* Description of the task
Tally the lines below that contain the word "gothic" and give only the resulting number.

Start Working data

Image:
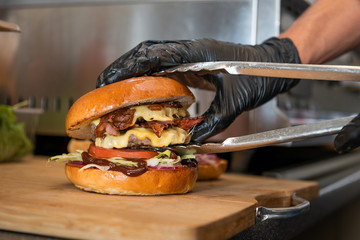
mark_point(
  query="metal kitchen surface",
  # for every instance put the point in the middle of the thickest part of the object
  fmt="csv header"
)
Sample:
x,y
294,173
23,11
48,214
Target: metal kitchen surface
x,y
64,46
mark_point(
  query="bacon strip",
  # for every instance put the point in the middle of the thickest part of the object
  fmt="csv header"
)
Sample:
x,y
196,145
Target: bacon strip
x,y
122,119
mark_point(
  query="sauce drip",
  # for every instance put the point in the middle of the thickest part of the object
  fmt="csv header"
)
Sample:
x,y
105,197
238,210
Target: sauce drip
x,y
131,171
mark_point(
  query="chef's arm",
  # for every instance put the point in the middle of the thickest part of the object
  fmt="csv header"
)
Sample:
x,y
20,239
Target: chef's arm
x,y
327,29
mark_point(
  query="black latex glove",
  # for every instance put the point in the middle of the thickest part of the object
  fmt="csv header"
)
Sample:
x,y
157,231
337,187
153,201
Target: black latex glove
x,y
349,136
233,95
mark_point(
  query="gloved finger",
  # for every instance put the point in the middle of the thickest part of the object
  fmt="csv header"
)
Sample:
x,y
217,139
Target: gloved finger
x,y
222,112
349,137
134,63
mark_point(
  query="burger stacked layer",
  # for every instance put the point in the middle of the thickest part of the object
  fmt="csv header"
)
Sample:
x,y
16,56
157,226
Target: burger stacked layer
x,y
128,123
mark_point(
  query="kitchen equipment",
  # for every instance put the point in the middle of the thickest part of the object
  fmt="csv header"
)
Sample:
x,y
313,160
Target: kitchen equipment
x,y
60,59
36,197
9,42
266,69
272,137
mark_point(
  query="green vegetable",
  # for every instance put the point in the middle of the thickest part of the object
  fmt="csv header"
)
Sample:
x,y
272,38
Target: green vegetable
x,y
66,157
189,156
13,140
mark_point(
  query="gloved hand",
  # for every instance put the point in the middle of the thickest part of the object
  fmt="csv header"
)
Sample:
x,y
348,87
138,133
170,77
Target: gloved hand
x,y
233,96
349,136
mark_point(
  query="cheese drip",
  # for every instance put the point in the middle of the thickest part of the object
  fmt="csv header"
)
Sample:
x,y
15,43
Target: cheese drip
x,y
172,135
164,114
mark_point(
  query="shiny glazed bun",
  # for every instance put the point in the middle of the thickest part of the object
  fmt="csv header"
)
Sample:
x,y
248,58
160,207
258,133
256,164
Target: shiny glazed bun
x,y
153,182
212,171
115,96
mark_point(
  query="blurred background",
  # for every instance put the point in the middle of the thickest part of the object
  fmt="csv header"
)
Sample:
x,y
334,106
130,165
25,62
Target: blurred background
x,y
63,46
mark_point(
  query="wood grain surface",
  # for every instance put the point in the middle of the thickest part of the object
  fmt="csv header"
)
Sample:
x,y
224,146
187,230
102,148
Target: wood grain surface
x,y
36,197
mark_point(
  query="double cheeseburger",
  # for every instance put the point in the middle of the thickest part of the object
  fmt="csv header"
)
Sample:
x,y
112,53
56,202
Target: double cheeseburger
x,y
129,123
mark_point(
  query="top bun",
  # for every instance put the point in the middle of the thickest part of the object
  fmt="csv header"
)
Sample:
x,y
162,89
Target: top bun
x,y
130,92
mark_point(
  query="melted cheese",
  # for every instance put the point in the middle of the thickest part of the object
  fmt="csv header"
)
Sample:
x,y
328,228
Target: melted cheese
x,y
165,114
168,137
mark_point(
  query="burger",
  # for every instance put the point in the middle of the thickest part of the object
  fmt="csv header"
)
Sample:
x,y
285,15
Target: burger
x,y
128,126
210,166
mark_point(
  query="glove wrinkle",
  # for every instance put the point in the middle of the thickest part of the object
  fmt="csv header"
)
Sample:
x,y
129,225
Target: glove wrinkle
x,y
234,94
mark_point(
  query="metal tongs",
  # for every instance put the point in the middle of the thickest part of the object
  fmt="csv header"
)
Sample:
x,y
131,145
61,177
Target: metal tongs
x,y
277,136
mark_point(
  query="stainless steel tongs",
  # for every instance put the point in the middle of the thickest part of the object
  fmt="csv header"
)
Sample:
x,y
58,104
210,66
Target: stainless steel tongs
x,y
267,138
266,69
277,136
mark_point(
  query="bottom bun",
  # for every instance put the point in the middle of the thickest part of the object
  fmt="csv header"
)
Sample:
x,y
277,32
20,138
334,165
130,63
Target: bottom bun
x,y
211,171
152,182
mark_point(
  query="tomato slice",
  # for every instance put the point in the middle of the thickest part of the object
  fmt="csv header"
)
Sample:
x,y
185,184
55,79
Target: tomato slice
x,y
100,152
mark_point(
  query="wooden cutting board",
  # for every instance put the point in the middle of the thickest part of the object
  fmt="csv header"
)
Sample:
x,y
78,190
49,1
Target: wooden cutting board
x,y
36,197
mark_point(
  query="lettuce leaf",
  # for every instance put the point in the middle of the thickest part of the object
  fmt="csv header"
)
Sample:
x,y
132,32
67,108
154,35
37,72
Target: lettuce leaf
x,y
13,140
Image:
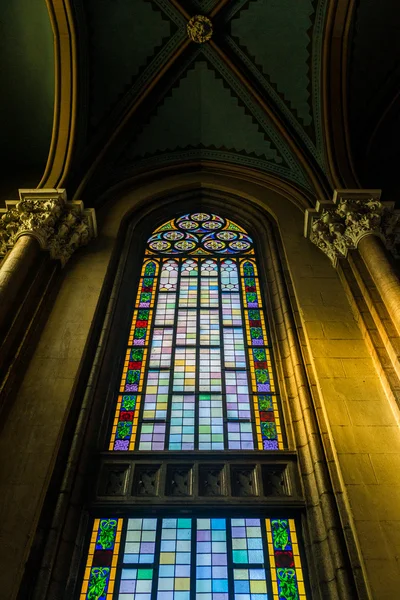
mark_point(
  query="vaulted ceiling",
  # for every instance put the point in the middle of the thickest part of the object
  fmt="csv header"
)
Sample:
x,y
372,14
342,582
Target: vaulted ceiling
x,y
299,90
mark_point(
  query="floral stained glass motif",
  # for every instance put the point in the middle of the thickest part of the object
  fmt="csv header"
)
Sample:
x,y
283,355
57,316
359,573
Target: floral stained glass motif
x,y
198,370
194,558
101,564
127,411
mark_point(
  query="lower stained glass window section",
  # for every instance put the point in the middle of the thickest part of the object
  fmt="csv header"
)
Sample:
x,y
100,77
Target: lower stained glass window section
x,y
240,436
135,584
211,560
237,395
286,571
152,436
200,558
210,376
175,560
156,398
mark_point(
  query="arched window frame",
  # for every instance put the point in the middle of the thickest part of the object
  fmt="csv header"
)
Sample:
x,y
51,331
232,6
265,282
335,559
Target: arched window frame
x,y
114,313
245,423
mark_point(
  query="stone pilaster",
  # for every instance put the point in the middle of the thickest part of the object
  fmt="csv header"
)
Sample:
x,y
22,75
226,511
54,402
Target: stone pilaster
x,y
59,226
337,226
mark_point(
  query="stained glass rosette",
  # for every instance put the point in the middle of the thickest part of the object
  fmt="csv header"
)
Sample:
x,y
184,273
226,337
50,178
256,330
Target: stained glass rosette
x,y
101,565
200,233
198,369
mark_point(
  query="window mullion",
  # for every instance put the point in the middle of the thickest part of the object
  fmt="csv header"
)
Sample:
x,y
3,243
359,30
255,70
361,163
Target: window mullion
x,y
222,354
173,352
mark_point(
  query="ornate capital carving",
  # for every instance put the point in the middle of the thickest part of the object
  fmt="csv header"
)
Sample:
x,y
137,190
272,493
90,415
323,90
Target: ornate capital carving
x,y
58,225
337,226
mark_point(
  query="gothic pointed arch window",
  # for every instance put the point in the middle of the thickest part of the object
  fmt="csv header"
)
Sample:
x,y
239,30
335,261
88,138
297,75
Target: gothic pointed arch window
x,y
198,384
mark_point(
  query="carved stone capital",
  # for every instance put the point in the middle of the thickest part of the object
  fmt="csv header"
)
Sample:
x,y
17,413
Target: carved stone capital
x,y
337,226
58,225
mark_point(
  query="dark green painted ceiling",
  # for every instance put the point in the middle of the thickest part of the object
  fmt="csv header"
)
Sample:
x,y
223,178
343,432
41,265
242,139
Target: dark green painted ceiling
x,y
374,94
123,38
196,113
27,87
251,96
192,123
260,28
202,109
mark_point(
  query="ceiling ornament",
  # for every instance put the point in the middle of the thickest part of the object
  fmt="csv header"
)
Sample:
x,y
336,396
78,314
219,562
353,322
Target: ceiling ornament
x,y
61,227
199,29
337,227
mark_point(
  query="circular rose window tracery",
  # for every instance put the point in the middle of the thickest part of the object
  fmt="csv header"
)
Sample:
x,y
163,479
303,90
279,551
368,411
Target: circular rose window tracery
x,y
200,233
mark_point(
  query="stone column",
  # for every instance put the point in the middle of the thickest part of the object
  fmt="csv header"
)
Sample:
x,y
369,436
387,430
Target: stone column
x,y
358,219
40,220
14,272
383,273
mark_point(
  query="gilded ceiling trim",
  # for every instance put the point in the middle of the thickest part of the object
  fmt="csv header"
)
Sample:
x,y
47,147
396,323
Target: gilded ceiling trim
x,y
302,199
65,100
334,74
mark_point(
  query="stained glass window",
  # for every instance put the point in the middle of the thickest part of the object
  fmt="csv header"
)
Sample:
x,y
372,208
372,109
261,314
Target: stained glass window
x,y
193,559
198,370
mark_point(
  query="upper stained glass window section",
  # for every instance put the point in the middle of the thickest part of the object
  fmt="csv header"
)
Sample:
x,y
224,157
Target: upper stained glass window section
x,y
198,369
200,234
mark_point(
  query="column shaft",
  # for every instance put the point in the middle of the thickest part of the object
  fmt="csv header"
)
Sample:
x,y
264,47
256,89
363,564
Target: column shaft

End Working data

* Task answer
2